#### 所示文本 ####
人民网北京2005年5月18日讯 5月18日上午,北京《财富》全球论坛举行“区域力量的转移”专题讨论会。以下为主题大会内容实录:
[主持人罗伯特·福瑞德曼:]
中国是一个正在崛起的力量,印度在某种程度上也是如此。我们可以从记者、商人
的视角讨论一下中国的崛起以及对世界所产生的影响。几年之前我在亚洲和一些韩国人、新加坡人、香港人讨论这些问题,每一个人好像都在担心“中国人把他们的午饭都吃掉了”,使他们的经济没有前进,因为中国吸引了本来应该在那里投资的商人,而现在人们把中国看作是一个机遇,它的出口增长强劲,现在同样在这些国家和地区,你会发现人们以不同的方式谈中国,中国正在不断地崛起。就是在过去短短几年时间里,中国走向了国际舞台,发挥着更大的作用。在非洲、美洲和亚洲的其他地方,它都发挥着非常重要的作用。
#### 数据记录 ####
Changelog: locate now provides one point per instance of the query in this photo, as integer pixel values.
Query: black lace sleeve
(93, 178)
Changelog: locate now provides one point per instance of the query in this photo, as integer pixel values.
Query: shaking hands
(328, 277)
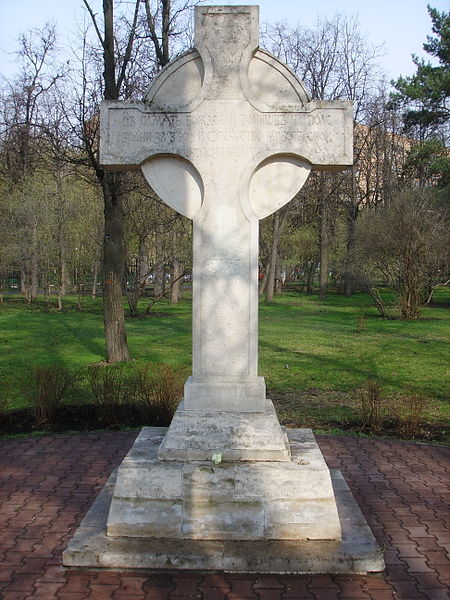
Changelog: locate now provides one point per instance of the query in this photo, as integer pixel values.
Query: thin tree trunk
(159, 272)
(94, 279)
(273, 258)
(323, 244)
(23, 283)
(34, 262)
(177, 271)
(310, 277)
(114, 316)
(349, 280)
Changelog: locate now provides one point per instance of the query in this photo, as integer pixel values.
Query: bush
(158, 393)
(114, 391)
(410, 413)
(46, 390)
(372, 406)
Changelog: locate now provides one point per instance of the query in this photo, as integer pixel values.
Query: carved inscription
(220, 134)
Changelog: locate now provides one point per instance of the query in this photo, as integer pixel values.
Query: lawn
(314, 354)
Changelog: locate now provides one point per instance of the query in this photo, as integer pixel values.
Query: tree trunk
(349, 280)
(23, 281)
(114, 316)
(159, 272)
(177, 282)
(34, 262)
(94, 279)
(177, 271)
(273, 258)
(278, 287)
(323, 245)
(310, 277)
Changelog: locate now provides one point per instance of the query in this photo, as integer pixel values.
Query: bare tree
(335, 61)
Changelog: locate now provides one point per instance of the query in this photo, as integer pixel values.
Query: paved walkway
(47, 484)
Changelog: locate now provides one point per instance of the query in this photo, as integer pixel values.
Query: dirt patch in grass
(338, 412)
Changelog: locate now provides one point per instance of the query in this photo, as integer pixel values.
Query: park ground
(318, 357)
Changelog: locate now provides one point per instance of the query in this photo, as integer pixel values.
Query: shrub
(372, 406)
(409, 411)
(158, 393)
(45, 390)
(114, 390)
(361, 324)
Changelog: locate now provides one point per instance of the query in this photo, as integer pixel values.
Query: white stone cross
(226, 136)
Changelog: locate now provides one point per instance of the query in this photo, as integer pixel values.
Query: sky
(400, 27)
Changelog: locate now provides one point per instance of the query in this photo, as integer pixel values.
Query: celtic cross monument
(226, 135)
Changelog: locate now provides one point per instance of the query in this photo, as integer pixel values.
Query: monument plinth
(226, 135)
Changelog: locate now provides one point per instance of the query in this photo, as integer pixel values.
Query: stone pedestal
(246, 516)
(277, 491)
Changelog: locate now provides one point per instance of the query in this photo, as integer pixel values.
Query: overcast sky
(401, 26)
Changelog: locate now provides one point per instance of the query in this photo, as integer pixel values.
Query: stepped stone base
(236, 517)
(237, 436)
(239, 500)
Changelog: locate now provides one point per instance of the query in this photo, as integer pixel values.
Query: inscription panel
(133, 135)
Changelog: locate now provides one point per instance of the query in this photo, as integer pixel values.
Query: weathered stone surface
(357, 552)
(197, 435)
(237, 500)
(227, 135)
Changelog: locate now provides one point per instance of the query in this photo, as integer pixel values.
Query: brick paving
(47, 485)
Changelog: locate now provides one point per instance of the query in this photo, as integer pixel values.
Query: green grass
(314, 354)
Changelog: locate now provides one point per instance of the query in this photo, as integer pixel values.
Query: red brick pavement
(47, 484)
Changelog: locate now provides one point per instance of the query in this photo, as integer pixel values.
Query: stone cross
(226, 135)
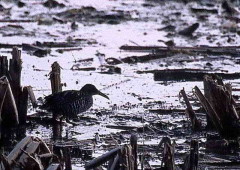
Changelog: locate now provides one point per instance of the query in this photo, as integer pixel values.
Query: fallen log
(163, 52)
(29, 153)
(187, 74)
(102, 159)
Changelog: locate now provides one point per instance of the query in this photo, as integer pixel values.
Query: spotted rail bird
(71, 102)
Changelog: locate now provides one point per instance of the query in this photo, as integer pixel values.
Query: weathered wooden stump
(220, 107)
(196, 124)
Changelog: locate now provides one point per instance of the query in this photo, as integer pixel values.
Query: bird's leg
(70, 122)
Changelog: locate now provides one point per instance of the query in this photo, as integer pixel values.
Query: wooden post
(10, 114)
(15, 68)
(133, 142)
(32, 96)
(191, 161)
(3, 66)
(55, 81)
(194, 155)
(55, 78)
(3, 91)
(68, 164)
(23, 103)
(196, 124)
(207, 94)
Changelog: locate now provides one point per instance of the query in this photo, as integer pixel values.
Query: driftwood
####
#### 数据记录 ####
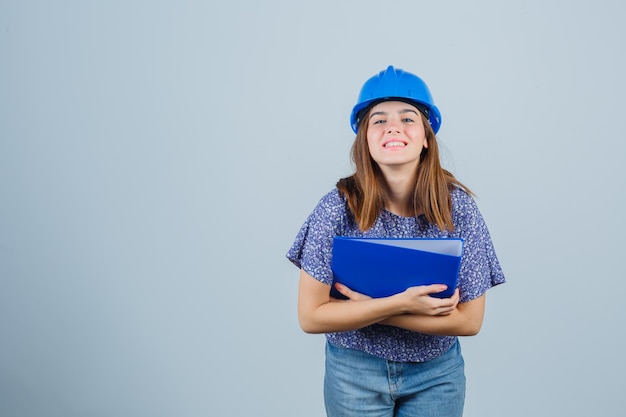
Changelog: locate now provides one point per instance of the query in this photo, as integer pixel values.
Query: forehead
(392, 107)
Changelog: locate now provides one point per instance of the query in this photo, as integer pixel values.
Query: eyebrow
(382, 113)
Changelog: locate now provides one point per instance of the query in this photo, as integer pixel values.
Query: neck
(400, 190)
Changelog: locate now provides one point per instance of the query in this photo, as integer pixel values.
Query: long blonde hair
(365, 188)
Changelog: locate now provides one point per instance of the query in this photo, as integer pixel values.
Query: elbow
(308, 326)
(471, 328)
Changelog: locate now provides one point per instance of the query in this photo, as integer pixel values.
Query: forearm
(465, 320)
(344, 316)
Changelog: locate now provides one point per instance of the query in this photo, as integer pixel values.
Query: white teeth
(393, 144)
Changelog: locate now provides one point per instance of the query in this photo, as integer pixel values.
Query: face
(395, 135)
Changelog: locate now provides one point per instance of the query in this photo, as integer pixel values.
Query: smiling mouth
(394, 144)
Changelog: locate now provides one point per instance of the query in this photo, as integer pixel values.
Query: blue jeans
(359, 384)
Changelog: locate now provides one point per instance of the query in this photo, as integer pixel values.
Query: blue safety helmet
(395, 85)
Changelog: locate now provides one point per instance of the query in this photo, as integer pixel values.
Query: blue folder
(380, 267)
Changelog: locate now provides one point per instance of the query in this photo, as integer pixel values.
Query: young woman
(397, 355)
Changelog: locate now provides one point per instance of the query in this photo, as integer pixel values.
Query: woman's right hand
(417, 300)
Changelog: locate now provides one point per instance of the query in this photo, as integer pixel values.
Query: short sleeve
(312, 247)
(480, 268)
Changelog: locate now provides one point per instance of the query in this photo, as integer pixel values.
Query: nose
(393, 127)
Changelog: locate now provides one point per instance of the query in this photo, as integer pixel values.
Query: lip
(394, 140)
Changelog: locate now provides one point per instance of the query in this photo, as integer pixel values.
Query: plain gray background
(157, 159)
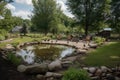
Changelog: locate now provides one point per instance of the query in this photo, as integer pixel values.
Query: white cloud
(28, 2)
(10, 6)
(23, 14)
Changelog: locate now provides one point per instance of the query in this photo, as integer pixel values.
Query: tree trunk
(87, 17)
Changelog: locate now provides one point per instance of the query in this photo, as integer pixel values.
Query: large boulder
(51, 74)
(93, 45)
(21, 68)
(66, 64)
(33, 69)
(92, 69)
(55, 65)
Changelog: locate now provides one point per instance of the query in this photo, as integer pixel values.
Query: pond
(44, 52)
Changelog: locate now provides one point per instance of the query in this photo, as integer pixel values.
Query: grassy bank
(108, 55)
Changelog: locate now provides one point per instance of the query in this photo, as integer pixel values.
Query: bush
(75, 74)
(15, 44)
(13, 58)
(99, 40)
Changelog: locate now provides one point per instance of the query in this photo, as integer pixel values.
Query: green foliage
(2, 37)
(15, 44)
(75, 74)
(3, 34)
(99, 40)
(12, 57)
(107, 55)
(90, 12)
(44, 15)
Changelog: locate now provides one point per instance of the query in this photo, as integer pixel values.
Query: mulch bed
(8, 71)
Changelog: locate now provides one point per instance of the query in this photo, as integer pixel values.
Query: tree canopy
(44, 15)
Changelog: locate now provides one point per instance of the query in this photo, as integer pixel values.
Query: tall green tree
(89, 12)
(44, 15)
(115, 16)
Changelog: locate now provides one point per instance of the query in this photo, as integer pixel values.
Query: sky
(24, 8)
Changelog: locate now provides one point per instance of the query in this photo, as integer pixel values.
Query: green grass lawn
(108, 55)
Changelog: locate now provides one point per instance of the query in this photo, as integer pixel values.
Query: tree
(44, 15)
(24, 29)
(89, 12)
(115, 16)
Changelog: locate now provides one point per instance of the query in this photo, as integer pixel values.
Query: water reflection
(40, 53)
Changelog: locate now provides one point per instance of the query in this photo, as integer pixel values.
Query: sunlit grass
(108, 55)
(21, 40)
####
### 任务目标
请把论坛实录中从“人民网北京2005年5月18”起、一直到“洲的其他地方,它都发挥着非常重要的作用。”的这段文字照原文再写一遍。

### 本题作答
人民网北京2005年5月18日讯 5月18日上午,北京《财富》全球论坛举行“区域力量的转移”专题讨论会。以下为主题大会内容实录:
[主持人罗伯特·福瑞德曼:]
中国是一个正在崛起的力量,印度在某种程度上也是如此。我们可以从记者、商人
的视角讨论一下中国的崛起以及对世界所产生的影响。几年之前我在亚洲和一些韩国人、新加坡人、香港人讨论这些问题,每一个人好像都在担心“中国人把他们的午饭都吃掉了”,使他们的经济没有前进,因为中国吸引了本来应该在那里投资的商人,而现在人们把中国看作是一个机遇,它的出口增长强劲,现在同样在这些国家和地区,你会发现人们以不同的方式谈中国,中国正在不断地崛起。就是在过去短短几年时间里,中国走向了国际舞台,发挥着更大的作用。在非洲、美洲和亚洲的其他地方,它都发挥着非常重要的作用。